• _Work instructions_:
Extract every line of the records below that contains the word "black".

• _Task data_:
______________________________

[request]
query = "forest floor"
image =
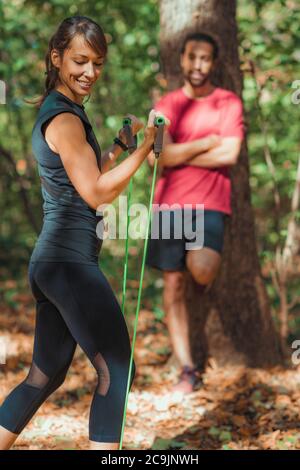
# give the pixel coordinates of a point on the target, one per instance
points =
(236, 408)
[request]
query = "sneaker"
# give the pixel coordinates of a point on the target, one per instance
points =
(189, 378)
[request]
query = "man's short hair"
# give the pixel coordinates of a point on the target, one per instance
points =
(201, 37)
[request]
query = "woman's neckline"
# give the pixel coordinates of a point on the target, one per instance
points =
(81, 106)
(200, 98)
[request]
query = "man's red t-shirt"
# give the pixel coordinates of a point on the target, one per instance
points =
(219, 113)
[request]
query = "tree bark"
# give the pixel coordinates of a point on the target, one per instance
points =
(232, 322)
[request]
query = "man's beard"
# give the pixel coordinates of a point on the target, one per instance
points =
(197, 83)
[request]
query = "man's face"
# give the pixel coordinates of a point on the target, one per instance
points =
(197, 62)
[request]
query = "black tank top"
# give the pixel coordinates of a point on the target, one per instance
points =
(69, 224)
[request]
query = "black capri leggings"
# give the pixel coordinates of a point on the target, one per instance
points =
(74, 304)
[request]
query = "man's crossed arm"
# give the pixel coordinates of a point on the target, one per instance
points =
(209, 152)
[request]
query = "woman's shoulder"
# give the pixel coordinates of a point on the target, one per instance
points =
(56, 103)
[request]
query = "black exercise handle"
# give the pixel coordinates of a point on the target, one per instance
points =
(158, 142)
(131, 139)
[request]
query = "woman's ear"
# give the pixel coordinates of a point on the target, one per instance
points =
(55, 58)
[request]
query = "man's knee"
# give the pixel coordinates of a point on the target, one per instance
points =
(204, 270)
(173, 287)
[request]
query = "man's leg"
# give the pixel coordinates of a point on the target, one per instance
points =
(203, 265)
(176, 316)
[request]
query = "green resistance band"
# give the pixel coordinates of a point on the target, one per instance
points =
(131, 143)
(157, 147)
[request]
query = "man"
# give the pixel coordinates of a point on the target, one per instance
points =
(201, 143)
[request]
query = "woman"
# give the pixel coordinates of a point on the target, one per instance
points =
(74, 301)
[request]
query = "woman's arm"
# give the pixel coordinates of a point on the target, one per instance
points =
(67, 133)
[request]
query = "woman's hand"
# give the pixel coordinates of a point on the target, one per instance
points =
(151, 130)
(136, 126)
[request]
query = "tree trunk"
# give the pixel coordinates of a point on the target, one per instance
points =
(232, 322)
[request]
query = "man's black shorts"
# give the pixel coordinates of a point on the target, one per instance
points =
(168, 250)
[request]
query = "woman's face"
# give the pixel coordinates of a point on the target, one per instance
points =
(79, 68)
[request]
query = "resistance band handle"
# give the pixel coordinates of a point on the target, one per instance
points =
(158, 142)
(130, 138)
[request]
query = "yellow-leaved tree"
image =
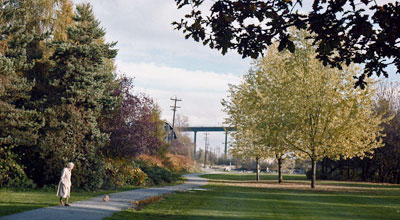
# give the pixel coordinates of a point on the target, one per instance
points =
(293, 103)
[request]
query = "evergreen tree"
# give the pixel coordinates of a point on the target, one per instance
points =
(79, 81)
(18, 123)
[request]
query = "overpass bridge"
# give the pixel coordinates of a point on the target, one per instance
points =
(208, 129)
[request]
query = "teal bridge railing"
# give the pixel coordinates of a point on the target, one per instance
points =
(208, 129)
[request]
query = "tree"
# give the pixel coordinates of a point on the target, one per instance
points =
(78, 84)
(243, 113)
(344, 32)
(19, 123)
(330, 117)
(321, 116)
(136, 127)
(383, 165)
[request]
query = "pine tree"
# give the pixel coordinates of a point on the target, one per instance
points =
(80, 82)
(18, 123)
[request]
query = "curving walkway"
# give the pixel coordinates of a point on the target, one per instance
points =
(95, 208)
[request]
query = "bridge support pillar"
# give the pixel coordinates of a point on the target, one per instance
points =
(226, 143)
(194, 144)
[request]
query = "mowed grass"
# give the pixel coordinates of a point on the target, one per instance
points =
(14, 201)
(239, 197)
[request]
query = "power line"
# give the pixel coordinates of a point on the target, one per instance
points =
(206, 143)
(174, 107)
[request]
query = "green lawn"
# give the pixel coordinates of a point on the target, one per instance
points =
(14, 201)
(237, 197)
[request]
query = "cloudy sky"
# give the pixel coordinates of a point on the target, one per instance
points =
(166, 65)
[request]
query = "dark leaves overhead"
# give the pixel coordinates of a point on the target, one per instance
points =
(344, 31)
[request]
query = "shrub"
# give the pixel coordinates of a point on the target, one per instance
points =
(12, 174)
(123, 172)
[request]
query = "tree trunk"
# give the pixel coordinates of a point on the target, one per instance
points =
(280, 179)
(313, 172)
(258, 169)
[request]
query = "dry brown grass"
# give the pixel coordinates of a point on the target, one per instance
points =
(298, 185)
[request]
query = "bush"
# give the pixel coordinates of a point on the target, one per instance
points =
(12, 174)
(123, 172)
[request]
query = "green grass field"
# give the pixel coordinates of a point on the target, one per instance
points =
(239, 197)
(14, 201)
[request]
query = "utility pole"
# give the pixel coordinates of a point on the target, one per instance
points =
(205, 150)
(174, 107)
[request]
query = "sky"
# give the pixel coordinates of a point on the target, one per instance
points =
(165, 65)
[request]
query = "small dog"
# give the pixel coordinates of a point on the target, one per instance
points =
(106, 198)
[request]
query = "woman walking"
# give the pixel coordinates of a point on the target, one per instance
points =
(64, 187)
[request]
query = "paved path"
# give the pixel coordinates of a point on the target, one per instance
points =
(95, 208)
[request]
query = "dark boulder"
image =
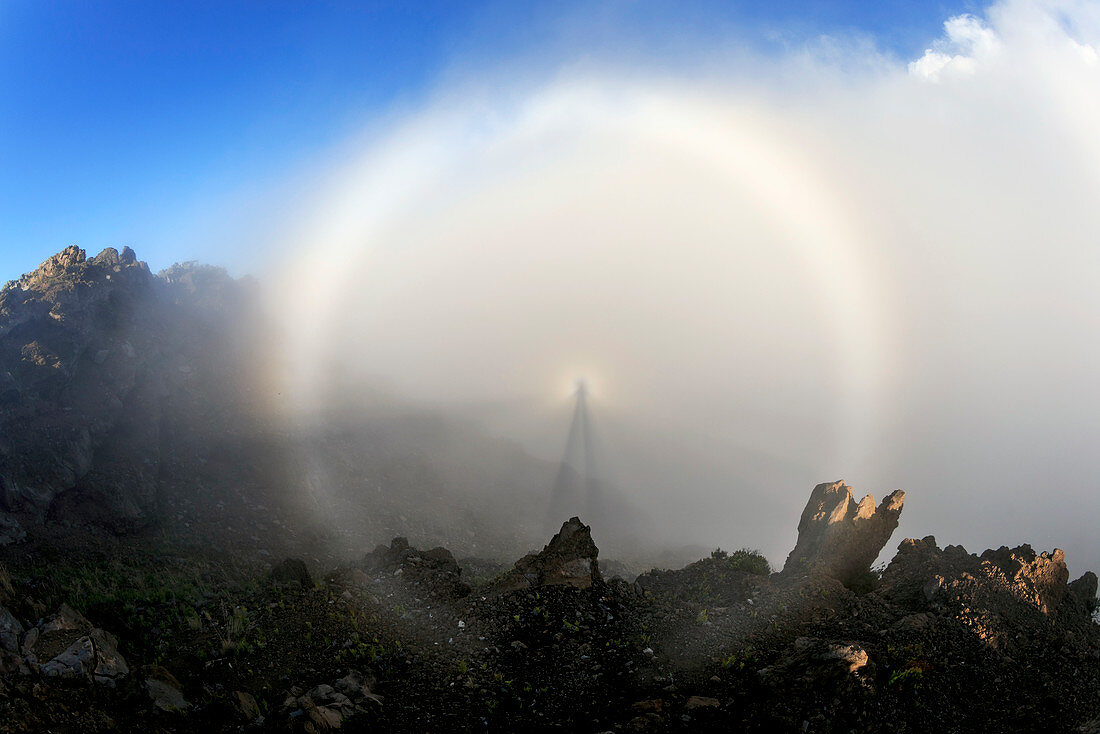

______________________________

• _Correct output_:
query = "black tank top"
query = "black capri leggings"
query = "black exercise handle"
query = "man's black shorts"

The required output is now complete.